Records in a dataset:
** Start **

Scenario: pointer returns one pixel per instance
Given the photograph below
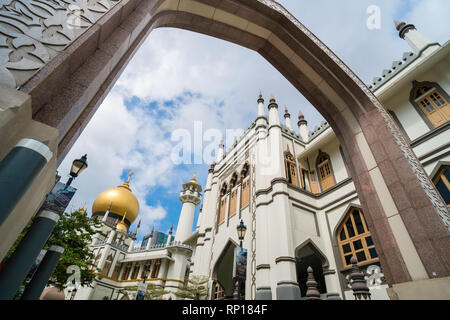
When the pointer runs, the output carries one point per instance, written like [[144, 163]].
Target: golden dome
[[193, 179], [121, 199]]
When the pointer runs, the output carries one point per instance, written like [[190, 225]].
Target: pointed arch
[[354, 238], [291, 168], [325, 172], [431, 101]]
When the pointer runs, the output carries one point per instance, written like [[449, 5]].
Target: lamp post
[[241, 229], [22, 259], [78, 166]]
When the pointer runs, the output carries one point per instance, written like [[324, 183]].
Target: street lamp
[[241, 228], [78, 166]]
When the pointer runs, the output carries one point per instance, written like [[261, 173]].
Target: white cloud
[[216, 82]]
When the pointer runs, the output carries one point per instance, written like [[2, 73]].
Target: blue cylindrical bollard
[[17, 172]]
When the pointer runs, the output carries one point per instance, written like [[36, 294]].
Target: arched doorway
[[308, 256], [224, 274], [67, 90]]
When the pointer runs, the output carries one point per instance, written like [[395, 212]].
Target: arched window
[[291, 168], [354, 239], [442, 182], [218, 291], [155, 270], [233, 196], [432, 102], [223, 203], [324, 171], [126, 272], [245, 185], [108, 263]]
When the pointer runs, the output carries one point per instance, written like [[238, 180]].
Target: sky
[[184, 84]]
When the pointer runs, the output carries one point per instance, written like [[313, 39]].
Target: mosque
[[292, 189]]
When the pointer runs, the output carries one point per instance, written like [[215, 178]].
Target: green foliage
[[154, 292], [195, 289], [74, 233]]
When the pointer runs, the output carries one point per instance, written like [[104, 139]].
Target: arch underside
[[380, 160]]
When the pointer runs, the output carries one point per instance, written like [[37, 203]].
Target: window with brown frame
[[233, 202], [291, 168], [442, 183], [324, 171], [354, 239], [155, 270], [245, 193], [108, 263], [218, 292], [432, 102], [126, 272]]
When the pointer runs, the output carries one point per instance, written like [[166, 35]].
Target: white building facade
[[294, 192]]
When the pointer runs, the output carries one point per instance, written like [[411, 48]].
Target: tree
[[153, 292], [196, 288], [74, 233]]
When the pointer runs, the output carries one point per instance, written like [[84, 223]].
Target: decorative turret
[[260, 105], [220, 151], [303, 127], [287, 118], [190, 197], [273, 112], [415, 39]]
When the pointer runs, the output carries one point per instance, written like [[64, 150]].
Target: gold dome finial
[[121, 225], [193, 179], [129, 176]]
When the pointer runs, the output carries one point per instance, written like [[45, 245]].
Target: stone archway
[[407, 216]]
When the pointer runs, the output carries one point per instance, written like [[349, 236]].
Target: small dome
[[121, 199], [52, 294]]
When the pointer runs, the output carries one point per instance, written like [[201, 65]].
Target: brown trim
[[430, 134], [263, 266], [285, 259]]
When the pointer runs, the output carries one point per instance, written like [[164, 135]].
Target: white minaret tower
[[287, 118], [415, 39], [303, 127], [190, 197], [220, 151], [274, 118]]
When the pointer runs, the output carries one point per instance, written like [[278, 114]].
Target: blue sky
[[179, 77]]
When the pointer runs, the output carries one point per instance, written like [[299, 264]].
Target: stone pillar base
[[263, 293], [427, 289], [288, 290]]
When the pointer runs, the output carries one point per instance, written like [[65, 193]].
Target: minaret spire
[[287, 118], [260, 105], [303, 127], [415, 39], [220, 151], [273, 112]]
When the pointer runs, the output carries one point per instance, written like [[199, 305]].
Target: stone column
[[20, 262], [18, 170]]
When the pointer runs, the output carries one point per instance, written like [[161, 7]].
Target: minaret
[[190, 197], [220, 151], [261, 120], [274, 118], [169, 238], [107, 213], [287, 118], [150, 239], [260, 105], [303, 127], [415, 39]]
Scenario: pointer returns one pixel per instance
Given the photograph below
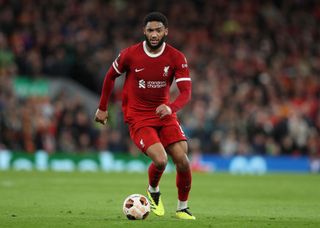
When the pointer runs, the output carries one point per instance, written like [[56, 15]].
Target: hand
[[163, 110], [101, 116]]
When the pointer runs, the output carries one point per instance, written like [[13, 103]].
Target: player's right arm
[[117, 68]]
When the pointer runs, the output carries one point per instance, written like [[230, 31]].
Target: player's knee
[[183, 164], [161, 163]]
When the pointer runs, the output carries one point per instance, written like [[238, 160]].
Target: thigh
[[178, 152], [144, 137], [171, 133]]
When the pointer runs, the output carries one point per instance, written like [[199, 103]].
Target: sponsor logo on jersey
[[142, 84], [152, 84], [166, 70], [142, 143], [138, 70]]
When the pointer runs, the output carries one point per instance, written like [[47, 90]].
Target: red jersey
[[148, 80]]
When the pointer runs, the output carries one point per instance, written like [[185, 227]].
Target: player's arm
[[182, 99], [101, 115], [118, 66], [184, 86], [183, 81]]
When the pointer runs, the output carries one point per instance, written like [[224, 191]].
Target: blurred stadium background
[[255, 67]]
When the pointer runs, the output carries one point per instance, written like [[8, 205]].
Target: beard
[[158, 45]]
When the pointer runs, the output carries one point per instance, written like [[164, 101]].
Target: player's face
[[155, 34]]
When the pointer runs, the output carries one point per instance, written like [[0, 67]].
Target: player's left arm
[[183, 81]]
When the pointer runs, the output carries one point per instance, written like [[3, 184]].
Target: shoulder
[[132, 49], [176, 54]]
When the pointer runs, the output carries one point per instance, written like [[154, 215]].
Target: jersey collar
[[152, 55]]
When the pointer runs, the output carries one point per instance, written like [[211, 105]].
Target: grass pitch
[[49, 199]]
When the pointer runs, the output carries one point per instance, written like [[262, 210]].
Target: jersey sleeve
[[181, 70], [121, 62], [119, 66], [183, 80]]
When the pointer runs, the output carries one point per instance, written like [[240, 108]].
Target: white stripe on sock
[[182, 205], [153, 189]]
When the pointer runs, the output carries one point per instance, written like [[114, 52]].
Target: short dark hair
[[155, 16]]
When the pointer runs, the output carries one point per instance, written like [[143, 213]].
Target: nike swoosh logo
[[138, 70]]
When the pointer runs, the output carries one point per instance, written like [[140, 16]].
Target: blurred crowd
[[255, 68]]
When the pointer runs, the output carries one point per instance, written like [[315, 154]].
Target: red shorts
[[168, 131]]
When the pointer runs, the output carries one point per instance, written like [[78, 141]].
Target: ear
[[166, 31]]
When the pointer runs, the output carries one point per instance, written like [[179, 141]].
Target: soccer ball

** End **

## [WORK REQUIRED]
Rewrite all of the material above, replacing "Target" with "Object" throughout and leaving everything else unchanged. Omit the pictures from your answer.

## [COMPLETE RESPONSE]
Scenario: pointer returns one pixel per instance
Given the photograph below
When the pointer runs, the output carries one point per instance, written like [[144, 163]].
Object: golden dome
[[193, 179], [121, 199]]
When the pointer runs, the output carries one point per instance, written like [[190, 225]].
Object: pointed arch
[[354, 238], [291, 168], [325, 172], [431, 101]]
When the pointer runs, the output carries one point per instance, written like [[449, 5]].
Object: lamp post
[[241, 229], [22, 259], [78, 166]]
When the pointer runs, the output carries one point per instance, written like [[324, 183]].
Object: street lamp
[[241, 228], [78, 166]]
When the pointer runs, the output carries one point per instance, written like [[261, 173]].
Object: white cloud
[[216, 82]]
When the pointer runs, the output carries one point per instance, written like [[2, 73]].
Object: blue cylindrical bollard
[[17, 172]]
When the pointer runs, the output carries one point per instance, written like [[36, 294]].
Object: arched doorway
[[308, 256], [224, 274], [67, 90]]
When the pointer runs, the output carries one point per instance, written like [[395, 212]].
Object: arched window
[[291, 168], [354, 239], [442, 182], [218, 291], [155, 270], [233, 196], [432, 102], [223, 203], [324, 171], [126, 272], [245, 185], [108, 263]]
When the pointer runs, the output carries one point per instance, written like [[238, 180]].
Object: sky
[[184, 84]]
When the pointer runs, the output carries one point per instance, written like [[313, 39]].
Object: mosque
[[292, 189]]
When the pointer runs, the output carries one point per instance, written like [[215, 178]].
Object: green foliage
[[154, 292], [195, 289], [74, 233]]
When the pointer runs, the output carries one point per instance, written like [[104, 139]].
Object: arch underside
[[380, 160]]
When the pointer runs, the output carries one point per instance, written like [[37, 203]].
Object: window with brown frame
[[233, 202], [291, 168], [442, 183], [324, 171], [354, 239], [155, 270], [245, 193], [108, 263], [218, 292], [432, 102], [126, 272]]
When the pointer runs, the output carries one point per instance, written like [[166, 35]].
Object: white building facade
[[294, 192]]
When the pointer runs, the output carries one point per instance, written like [[411, 48]].
Object: tree
[[153, 292], [196, 288], [74, 233]]
When the pointer runs, the output carries one point per instance, written like [[84, 223]].
Object: decorative turret
[[260, 105], [220, 151], [303, 127], [287, 118], [190, 197], [273, 112], [415, 39]]
When the pointer runs, the output carries one point per instance, written like [[64, 150]].
Object: gold dome finial
[[121, 225], [193, 179], [129, 176]]
When the pointer runs, the output carries one point per instance, written like [[45, 245]].
Object: stone archway
[[407, 216]]
When the pointer runs, the output carries one point per instance, written like [[349, 236]].
Object: small dome
[[121, 199], [52, 294]]
When the pointer runs, the output carries one point per instance, written like [[201, 65]].
Object: brown trim
[[430, 134], [263, 266], [285, 259]]
When the pointer runs, the output carries one point per instance, written like [[164, 135]].
Object: white minaret tower
[[287, 118], [415, 39], [303, 127], [190, 197], [220, 151], [274, 118]]
When the pointer runs, the output carries one point per instance, written like [[278, 114]].
Object: blue sky
[[179, 77]]
When the pointer runs, the output carries one point per instance, written like [[299, 264]].
Object: stone pillar base
[[263, 293], [427, 289], [288, 290]]
When the pointer runs, the output carries one point per instance, written like [[65, 193]].
Object: minaret spire
[[287, 118], [260, 105], [303, 127], [415, 39], [220, 151], [273, 112]]
When the pointer runs, the output carries one point per instance, written like [[199, 305]].
Object: stone column
[[20, 262], [18, 170]]
When the pointer runs, the output carries one point per instance, written like [[161, 7]].
Object: minaret
[[190, 197], [220, 151], [261, 120], [274, 118], [169, 238], [107, 213], [287, 118], [150, 239], [260, 105], [303, 127], [415, 39]]
Scenario: pointer returns one pixel per instance
Given the photograph below
When the pointer runs, the output carries one point per instance, written like [[56, 15]].
Object: hand
[[163, 110], [101, 116]]
When the pointer runs, the output carries one point per instance, written like [[13, 103]].
Object: player's right arm
[[117, 68]]
When the pointer runs, the output carries one point per instance, written like [[230, 31]].
Object: player's knee
[[183, 164], [161, 163]]
When the pointer runs, the output carries one point per instance, written like [[238, 160]].
Object: thigh
[[178, 152], [144, 137], [171, 133]]
When the pointer runs, the output carries one point per instance, written like [[199, 103]].
Object: sponsor logo on jersey
[[142, 84], [152, 84], [166, 70], [142, 143], [138, 70]]
When the pointer runs, the output carries one point per instance, written like [[47, 90]].
Object: red jersey
[[148, 80]]
When the pointer runs, the output carries one point per instance, written like [[185, 227]].
Object: player's arm
[[182, 99], [101, 115], [118, 66], [184, 86], [183, 81]]
When the pointer runs, the output carries one point per instance, written like [[224, 191]].
Object: blurred stadium background
[[255, 67]]
When the pointer runs, the output carries one point per instance, written like [[8, 205]].
Object: beard
[[158, 45]]
When the pointer runs, the output carries one point per instance, written like [[164, 101]].
Object: player's face
[[155, 34]]
When the pointer runs, the output carries one point per instance, written like [[0, 67]].
Object: player's left arm
[[183, 81]]
When the pointer runs, the output carries one point per instance, written like [[3, 184]].
Object: shoulder
[[132, 49], [176, 54]]
When the pointer runs, the output carries one point per instance, written like [[154, 215]].
Object: jersey collar
[[152, 55]]
When the pointer runs, the output carries one point per instance, written like [[211, 105]].
Object: grass pitch
[[49, 199]]
When the pointer runs, the output carries one point per instance, written like [[262, 210]].
Object: jersey sleeve
[[181, 70], [121, 62], [119, 66], [183, 80]]
When the pointer runs, the output carries one point per instance, written like [[240, 108]].
Object: white stripe on sock
[[182, 205], [153, 189]]
When the pointer runs, the output carries one point per instance, written like [[114, 52]].
Object: short dark hair
[[155, 16]]
When the pointer runs, the output carries one point per instance, written like [[143, 213]].
Object: nike swoosh logo
[[138, 70]]
When the pointer runs, the output carries one point per instance, written like [[140, 16]].
Object: blurred crowd
[[255, 68]]
When the pointer runs, the output carries one point per instance, written like [[315, 154]].
Object: red shorts
[[168, 131]]
When the pointer runs, the output carries one point per instance, written like [[78, 141]].
Object: ear
[[166, 31]]
When the pointer runs, the output carries one point per instance, written like [[179, 141]].
Object: soccer ball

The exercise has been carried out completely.